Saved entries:

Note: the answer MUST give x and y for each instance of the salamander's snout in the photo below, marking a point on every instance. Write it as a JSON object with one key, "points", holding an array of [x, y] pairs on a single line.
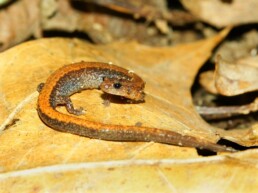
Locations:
{"points": [[125, 88]]}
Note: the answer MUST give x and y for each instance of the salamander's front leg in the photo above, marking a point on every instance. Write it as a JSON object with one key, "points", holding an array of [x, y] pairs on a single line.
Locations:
{"points": [[70, 108]]}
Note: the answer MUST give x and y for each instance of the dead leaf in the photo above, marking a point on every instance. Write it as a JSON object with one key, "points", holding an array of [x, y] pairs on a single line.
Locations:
{"points": [[214, 174], [35, 157], [223, 13], [232, 78]]}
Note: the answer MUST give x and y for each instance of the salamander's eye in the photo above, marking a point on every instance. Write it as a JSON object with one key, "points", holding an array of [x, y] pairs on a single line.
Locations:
{"points": [[117, 85]]}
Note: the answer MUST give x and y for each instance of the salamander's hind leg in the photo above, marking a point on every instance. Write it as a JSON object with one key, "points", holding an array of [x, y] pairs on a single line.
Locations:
{"points": [[70, 108]]}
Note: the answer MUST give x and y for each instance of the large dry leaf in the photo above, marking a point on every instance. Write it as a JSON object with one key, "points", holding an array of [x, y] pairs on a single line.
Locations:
{"points": [[224, 13], [35, 157]]}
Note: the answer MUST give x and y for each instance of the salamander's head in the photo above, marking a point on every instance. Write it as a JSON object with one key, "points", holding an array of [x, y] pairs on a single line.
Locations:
{"points": [[126, 88]]}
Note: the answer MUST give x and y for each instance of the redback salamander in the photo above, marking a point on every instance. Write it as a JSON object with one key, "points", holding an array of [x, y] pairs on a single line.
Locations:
{"points": [[110, 79]]}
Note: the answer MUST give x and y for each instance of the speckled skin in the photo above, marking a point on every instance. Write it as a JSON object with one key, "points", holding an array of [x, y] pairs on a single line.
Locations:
{"points": [[91, 75]]}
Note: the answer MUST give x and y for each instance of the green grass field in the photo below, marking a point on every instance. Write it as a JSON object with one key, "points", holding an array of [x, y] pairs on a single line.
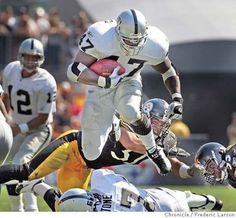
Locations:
{"points": [[225, 193]]}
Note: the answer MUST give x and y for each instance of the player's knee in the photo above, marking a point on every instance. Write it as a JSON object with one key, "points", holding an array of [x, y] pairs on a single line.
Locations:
{"points": [[91, 152], [6, 140], [131, 114]]}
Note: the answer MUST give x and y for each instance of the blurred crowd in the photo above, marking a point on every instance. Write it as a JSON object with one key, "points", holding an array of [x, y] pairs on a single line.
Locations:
{"points": [[57, 37], [60, 42], [70, 101]]}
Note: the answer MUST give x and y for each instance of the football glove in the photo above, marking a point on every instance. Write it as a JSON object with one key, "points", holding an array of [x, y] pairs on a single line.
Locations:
{"points": [[175, 110], [194, 171], [112, 81]]}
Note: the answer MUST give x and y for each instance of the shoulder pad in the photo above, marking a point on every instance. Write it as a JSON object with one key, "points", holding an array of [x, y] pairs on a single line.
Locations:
{"points": [[101, 34], [170, 140]]}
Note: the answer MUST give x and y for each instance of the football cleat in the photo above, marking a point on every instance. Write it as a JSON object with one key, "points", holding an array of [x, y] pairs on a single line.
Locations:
{"points": [[158, 157], [27, 186]]}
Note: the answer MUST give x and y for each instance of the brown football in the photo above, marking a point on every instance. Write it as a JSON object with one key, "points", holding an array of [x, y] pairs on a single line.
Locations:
{"points": [[105, 67]]}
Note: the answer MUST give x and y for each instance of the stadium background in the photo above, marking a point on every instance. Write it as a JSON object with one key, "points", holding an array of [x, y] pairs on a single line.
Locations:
{"points": [[202, 46]]}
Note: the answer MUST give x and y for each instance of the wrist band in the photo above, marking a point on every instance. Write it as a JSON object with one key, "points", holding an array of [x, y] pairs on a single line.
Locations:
{"points": [[101, 81], [176, 95], [183, 171], [23, 127]]}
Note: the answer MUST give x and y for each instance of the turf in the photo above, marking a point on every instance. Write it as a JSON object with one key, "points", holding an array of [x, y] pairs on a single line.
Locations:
{"points": [[225, 193]]}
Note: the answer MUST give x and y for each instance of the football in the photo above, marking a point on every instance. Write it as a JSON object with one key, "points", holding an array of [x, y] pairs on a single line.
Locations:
{"points": [[105, 67]]}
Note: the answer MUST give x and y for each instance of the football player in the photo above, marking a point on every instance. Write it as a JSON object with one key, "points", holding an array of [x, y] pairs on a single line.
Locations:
{"points": [[217, 163], [29, 93], [66, 153], [131, 42], [6, 137], [111, 192]]}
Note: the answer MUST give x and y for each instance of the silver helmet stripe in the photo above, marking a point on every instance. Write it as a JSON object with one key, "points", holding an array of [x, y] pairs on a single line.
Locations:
{"points": [[135, 21]]}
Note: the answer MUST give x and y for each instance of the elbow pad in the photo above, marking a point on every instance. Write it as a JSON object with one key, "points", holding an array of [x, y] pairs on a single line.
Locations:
{"points": [[169, 73], [74, 70]]}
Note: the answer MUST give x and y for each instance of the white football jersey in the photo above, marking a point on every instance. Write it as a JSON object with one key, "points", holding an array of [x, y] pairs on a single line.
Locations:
{"points": [[115, 193], [29, 96], [1, 114], [101, 41]]}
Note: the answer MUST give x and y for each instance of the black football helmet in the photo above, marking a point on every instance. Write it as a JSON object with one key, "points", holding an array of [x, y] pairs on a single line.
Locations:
{"points": [[157, 110], [210, 159], [31, 47]]}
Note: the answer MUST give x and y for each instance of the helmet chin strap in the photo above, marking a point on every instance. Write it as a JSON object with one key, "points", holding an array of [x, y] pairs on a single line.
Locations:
{"points": [[29, 70]]}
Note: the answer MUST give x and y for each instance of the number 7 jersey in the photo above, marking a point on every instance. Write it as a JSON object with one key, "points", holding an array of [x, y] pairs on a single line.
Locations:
{"points": [[100, 41], [29, 96]]}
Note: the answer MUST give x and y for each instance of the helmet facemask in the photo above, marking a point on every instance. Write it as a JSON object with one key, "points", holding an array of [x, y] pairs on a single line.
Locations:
{"points": [[77, 200], [156, 110], [131, 31], [210, 161], [31, 54], [213, 172], [31, 62]]}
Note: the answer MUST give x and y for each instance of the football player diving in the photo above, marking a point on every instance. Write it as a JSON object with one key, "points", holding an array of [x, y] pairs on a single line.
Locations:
{"points": [[217, 163], [132, 43], [65, 154], [111, 192]]}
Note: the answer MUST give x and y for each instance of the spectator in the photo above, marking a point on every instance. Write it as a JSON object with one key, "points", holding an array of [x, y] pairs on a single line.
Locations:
{"points": [[41, 19], [57, 35]]}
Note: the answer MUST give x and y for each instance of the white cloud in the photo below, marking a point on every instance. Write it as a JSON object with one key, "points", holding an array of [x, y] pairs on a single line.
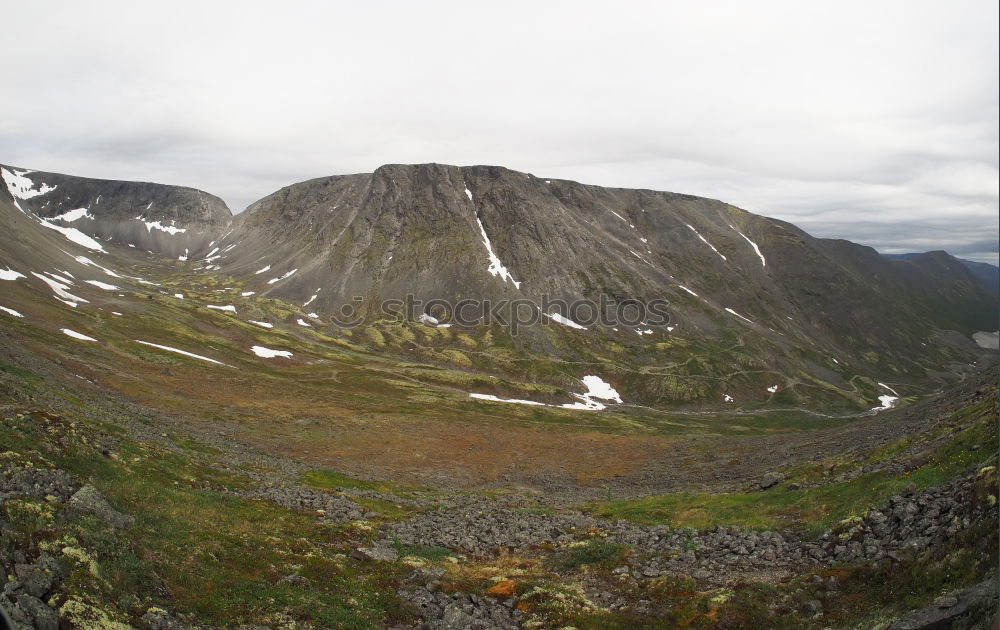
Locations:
{"points": [[820, 113]]}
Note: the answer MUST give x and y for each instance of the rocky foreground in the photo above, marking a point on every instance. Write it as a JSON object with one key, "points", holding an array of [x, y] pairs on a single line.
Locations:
{"points": [[477, 528]]}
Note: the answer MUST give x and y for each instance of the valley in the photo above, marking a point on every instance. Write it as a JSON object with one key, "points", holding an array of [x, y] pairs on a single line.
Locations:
{"points": [[808, 442]]}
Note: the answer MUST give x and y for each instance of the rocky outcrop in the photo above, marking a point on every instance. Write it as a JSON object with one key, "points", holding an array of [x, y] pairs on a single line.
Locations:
{"points": [[947, 611], [330, 507], [905, 523], [88, 500]]}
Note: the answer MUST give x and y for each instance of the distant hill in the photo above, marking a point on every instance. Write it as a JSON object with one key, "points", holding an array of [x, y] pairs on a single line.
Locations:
{"points": [[986, 273]]}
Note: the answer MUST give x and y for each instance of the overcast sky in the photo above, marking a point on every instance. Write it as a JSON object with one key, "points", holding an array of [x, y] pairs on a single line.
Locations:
{"points": [[873, 121]]}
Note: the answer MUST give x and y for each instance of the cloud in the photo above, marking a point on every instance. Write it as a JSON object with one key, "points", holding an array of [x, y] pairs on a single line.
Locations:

Task item: Pick out every line above that holds the word "white" and copy it.

Solution for this task:
Note: the answer MUST give x and y for each instance of the white football jersey in the photo above, marking a point on every instance. Write it as a JSON object with one key, "points", holding an array of [x, y] pairs on a single line.
Note: the answer MUST give x and y for each instance of the white cloud in the photo below, marking a point on every instance. Write it as a JSON object with one key, "points", holding an array of [x, y] pairs on a single line.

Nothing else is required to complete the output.